§ Task prompt
Copy out again, unchanged, everything from the line containing "river? Give me the box." down to the end of the items, including both ends.

Data entries:
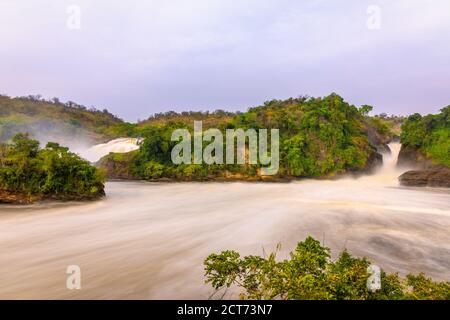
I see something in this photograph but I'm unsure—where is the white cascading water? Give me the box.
[0,140,450,299]
[79,138,139,162]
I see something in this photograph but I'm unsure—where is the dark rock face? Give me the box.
[96,152,138,180]
[398,167,450,188]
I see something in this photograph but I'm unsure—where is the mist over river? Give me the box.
[0,144,450,299]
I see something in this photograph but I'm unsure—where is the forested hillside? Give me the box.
[100,94,393,180]
[0,96,127,144]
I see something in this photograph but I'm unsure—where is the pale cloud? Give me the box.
[0,0,450,120]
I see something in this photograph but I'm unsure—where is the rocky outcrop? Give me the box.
[96,151,139,180]
[397,145,436,169]
[397,146,450,188]
[399,167,450,188]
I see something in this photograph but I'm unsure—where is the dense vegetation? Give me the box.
[110,94,392,179]
[204,237,450,300]
[0,95,129,143]
[0,94,396,180]
[401,106,450,167]
[0,134,104,202]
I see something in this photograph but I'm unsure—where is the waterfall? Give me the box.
[380,142,402,173]
[80,138,140,162]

§ Solution to the exercise
I see something in this photograph but I'm unsure—where is the mist over river? Give me the box.
[0,144,450,299]
I see something in this photograph but I'm unsure—where is the forested hillside? Give me the box.
[100,94,393,180]
[0,96,127,144]
I see something in this photograph but I'm unsure—where is the pale cloud? Give me the box.
[0,0,450,120]
I see something in this photograph but I'm unsure—where is the rocky outcrop? Give me the box.
[96,151,139,180]
[397,145,436,169]
[397,146,450,188]
[399,167,450,188]
I see something in this photograph but I'm unsure—where is the dense vegetation? Give me the box.
[110,94,392,179]
[204,237,450,300]
[0,95,129,143]
[0,94,396,180]
[401,106,450,167]
[0,134,104,202]
I see something in this photograph but I'm unsure—where is the waterfall? Give me the box.
[380,142,402,173]
[80,138,140,162]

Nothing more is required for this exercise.